> **Task objective**: Your task is to copy every line below that contains the word "teal".

> **Input**:
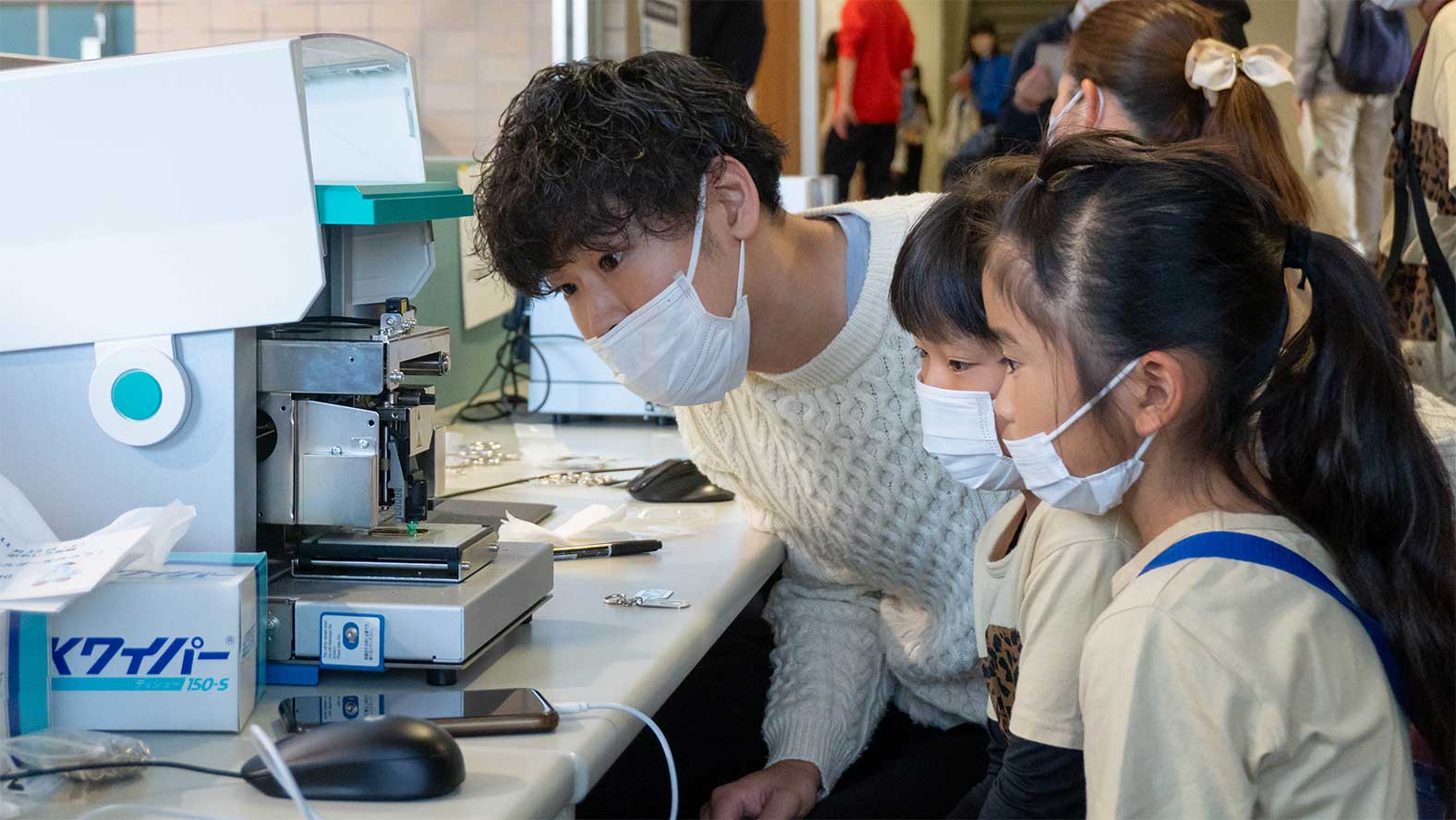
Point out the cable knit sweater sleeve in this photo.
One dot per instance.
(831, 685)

...

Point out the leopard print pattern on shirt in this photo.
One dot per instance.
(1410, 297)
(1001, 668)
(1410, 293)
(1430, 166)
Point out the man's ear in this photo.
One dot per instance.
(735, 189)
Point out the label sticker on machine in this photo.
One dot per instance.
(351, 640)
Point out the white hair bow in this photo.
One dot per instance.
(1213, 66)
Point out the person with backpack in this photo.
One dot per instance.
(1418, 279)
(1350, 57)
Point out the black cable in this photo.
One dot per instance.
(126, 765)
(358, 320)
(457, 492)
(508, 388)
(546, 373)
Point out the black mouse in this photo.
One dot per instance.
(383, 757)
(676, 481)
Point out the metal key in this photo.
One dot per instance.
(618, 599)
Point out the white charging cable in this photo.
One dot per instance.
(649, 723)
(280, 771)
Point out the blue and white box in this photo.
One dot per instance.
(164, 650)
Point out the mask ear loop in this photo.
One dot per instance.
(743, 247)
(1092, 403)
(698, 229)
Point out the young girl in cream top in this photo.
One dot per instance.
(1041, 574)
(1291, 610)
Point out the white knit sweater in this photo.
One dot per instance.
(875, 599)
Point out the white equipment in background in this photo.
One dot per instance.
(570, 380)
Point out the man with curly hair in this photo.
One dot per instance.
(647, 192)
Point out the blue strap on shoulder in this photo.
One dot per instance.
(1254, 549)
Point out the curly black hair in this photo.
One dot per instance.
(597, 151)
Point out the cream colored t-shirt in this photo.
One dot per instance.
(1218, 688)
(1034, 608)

* * *

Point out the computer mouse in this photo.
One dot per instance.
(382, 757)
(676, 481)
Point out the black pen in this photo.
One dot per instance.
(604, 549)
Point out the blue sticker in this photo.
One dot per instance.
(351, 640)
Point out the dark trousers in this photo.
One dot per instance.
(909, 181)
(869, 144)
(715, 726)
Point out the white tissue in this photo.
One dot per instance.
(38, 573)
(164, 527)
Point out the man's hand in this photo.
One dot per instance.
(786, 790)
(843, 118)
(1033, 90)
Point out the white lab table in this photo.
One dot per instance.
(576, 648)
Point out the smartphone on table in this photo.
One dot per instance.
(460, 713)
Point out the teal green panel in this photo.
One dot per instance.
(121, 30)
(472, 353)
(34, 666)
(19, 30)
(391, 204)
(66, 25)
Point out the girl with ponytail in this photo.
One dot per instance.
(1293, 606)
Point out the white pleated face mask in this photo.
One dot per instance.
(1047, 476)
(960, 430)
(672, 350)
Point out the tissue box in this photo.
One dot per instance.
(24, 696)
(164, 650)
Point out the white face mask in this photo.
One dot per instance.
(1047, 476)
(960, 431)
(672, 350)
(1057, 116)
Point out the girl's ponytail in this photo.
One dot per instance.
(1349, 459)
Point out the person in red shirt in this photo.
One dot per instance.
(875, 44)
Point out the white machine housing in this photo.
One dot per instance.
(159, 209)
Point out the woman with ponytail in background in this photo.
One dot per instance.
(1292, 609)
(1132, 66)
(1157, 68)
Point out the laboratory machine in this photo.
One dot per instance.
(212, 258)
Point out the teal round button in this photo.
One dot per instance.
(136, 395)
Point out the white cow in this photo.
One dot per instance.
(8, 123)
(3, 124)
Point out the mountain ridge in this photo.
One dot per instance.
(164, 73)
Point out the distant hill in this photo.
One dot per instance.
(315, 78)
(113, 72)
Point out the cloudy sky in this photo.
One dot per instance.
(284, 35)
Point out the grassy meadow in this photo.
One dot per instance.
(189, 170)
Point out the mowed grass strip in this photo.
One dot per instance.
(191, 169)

> **Answer below**:
Point out the teal green panel in this photo.
Point out the teal round button in this photo.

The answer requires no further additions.